-------- Provided records
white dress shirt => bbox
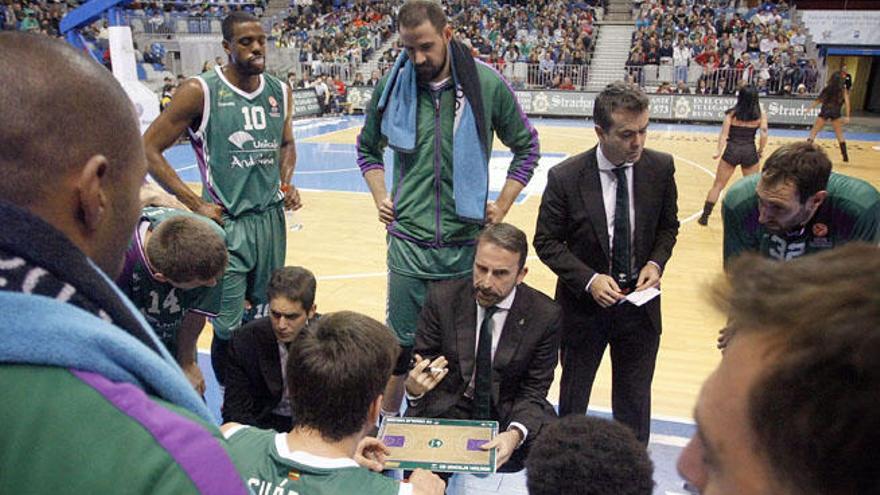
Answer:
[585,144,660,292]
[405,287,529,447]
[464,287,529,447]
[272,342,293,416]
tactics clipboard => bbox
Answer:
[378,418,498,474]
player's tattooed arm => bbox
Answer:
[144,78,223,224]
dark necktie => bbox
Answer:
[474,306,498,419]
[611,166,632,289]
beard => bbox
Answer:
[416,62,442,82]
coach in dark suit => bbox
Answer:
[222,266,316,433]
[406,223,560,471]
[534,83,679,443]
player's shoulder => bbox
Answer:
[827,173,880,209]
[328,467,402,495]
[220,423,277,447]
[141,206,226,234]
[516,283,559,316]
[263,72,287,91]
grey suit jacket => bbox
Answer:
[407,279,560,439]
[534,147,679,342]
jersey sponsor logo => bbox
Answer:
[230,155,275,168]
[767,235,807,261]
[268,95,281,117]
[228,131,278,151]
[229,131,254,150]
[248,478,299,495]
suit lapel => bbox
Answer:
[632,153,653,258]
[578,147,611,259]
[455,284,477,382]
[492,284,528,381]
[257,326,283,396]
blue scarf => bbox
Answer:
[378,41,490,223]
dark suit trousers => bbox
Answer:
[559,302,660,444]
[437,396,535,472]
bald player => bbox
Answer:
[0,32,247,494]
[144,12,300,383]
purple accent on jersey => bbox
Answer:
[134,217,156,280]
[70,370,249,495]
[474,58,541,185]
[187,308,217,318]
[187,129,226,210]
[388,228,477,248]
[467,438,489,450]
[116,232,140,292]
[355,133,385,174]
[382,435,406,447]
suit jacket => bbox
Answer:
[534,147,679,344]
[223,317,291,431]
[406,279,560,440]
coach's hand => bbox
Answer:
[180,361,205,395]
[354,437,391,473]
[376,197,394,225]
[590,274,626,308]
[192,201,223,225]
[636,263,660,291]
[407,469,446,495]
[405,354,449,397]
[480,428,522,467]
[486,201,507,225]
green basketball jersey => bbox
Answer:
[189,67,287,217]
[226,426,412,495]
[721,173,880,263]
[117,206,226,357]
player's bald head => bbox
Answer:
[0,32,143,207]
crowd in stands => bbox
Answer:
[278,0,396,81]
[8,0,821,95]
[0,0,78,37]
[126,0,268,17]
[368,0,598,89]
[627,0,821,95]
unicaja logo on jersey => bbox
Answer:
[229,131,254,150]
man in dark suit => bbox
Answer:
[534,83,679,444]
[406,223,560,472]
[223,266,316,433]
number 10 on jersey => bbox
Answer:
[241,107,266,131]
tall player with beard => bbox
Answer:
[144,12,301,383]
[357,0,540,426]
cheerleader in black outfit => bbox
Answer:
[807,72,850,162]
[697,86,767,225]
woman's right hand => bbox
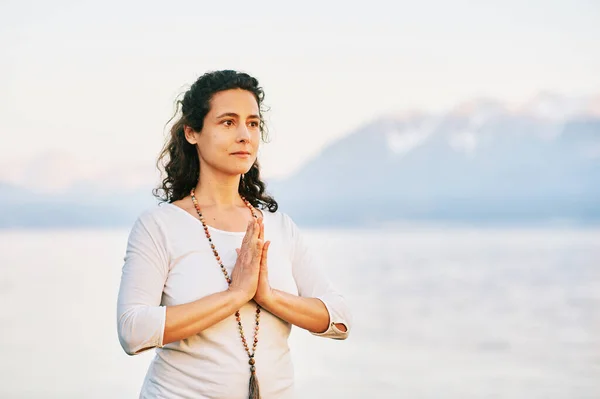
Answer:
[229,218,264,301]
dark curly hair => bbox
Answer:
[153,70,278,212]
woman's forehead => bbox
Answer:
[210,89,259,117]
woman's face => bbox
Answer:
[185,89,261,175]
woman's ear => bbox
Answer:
----------------
* Directions
Rewrite the items from the line with "woman's forehead => bbox" through the end of the items, changing "woman's" to "person's" and leaving everything else as it is.

* Result of the exercise
person's forehead => bbox
Answer:
[210,89,259,117]
person's face => bbox
Answer:
[185,89,261,175]
person's ear => bbox
Answer:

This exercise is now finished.